CHECK YOUR UNDERSTANDING -
**1.** Decide whether each statement agrees with the book review, answering yes or no and quoting the words of the review that decide it. (a) The writer places the book among the top 5 most interesting books read this year. (b) The tool box analogy is taken from the book. (c) The writer says learning the new tool is the hard part.
**2.** Retype the book review from "Tuesday, August 3, 2010" to "Your Spiritual experience.", word for word.

SELECTED TEXT -
%%

Tuesday, August 3, 2010

Anatomy of the Soul by Curt Thomson

This book has made the list for top 5 most interesting books I have read this year. It comes laced with pros and cons that will vary on the scale depending on your own individual perspectives.

First of all Anatomy of the Soul is highly informative. I love studying and cross referencing different religions and beliefs and this book was able to unveil and broaden additional perspectives that were both different and at the same time similar to the Christian beliefs in a way that doesn't benefit any small group of people or organization.  Instead it becomes personal.  Your mind is the key to living a good pure life. Emotional memory  + Subject/Object of focus = Your Spiritual experience.

Simple enough right.

Okay, there were some fantastic psychological perspectives addressed, including attachment issues, overcoming those issues and building strong pathways in your brain. In some instances, depending on what we faced in our childhood, we may have to build better behaviors from scratch. Picture if you would an awesome tool box with shiny, guaranteed for life tools but deep inside that tool box there are old rusty tools that have been taped up and are ready to break any day. Well we need to replace those tools with some better ones. Do you like that? I came up with that analogy the other day. It takes time to collect the right tools, it isn't the new one that is so hard to learn... it is parting with the old one. We are afraid that our brand new shiny tool won't be as reliable as the old rusty one. How funny is that!

%%

EXTRACTED ENTRIES -

%%

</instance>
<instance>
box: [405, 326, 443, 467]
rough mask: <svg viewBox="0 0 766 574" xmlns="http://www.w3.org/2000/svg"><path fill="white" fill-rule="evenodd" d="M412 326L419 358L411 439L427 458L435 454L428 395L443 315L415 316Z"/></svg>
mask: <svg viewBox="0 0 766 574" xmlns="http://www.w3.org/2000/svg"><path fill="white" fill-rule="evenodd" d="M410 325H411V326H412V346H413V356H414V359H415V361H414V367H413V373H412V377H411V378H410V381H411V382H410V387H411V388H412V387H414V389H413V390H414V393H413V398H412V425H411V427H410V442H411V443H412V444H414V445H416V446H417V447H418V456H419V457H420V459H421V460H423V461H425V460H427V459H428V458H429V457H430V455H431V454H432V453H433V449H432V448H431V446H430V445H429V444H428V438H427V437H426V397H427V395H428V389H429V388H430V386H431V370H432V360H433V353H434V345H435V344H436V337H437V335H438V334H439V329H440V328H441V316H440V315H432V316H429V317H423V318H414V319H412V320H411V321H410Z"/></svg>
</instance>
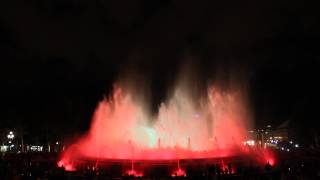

%%

RESPONSES BY TASK -
**1.**
(a) Yes: "This book has made the list for top 5 most interesting books I have read this year."
(b) No: "I came up with that analogy the other day."
(c) No: "it isn't the new one that is so hard to learn... it is parting with the old one."

**2.**
Tuesday, August 3, 2010

Anatomy of the Soul by Curt Thomson

This book has made the list for top 5 most interesting books I have read this year. It comes laced with pros and cons that will vary on the scale depending on your own individual perspectives.

First of all Anatomy of the Soul is highly informative. I love studying and cross referencing different religions and beliefs and this book was able to unveil and broaden additional perspectives that were both different and at the same time similar to the Christian beliefs in a way that doesn't benefit any small group of people or organization.  Instead it becomes personal.  Your mind is the key to living a good pure life. Emotional memory  + Subject/Object of focus = Your Spiritual experience.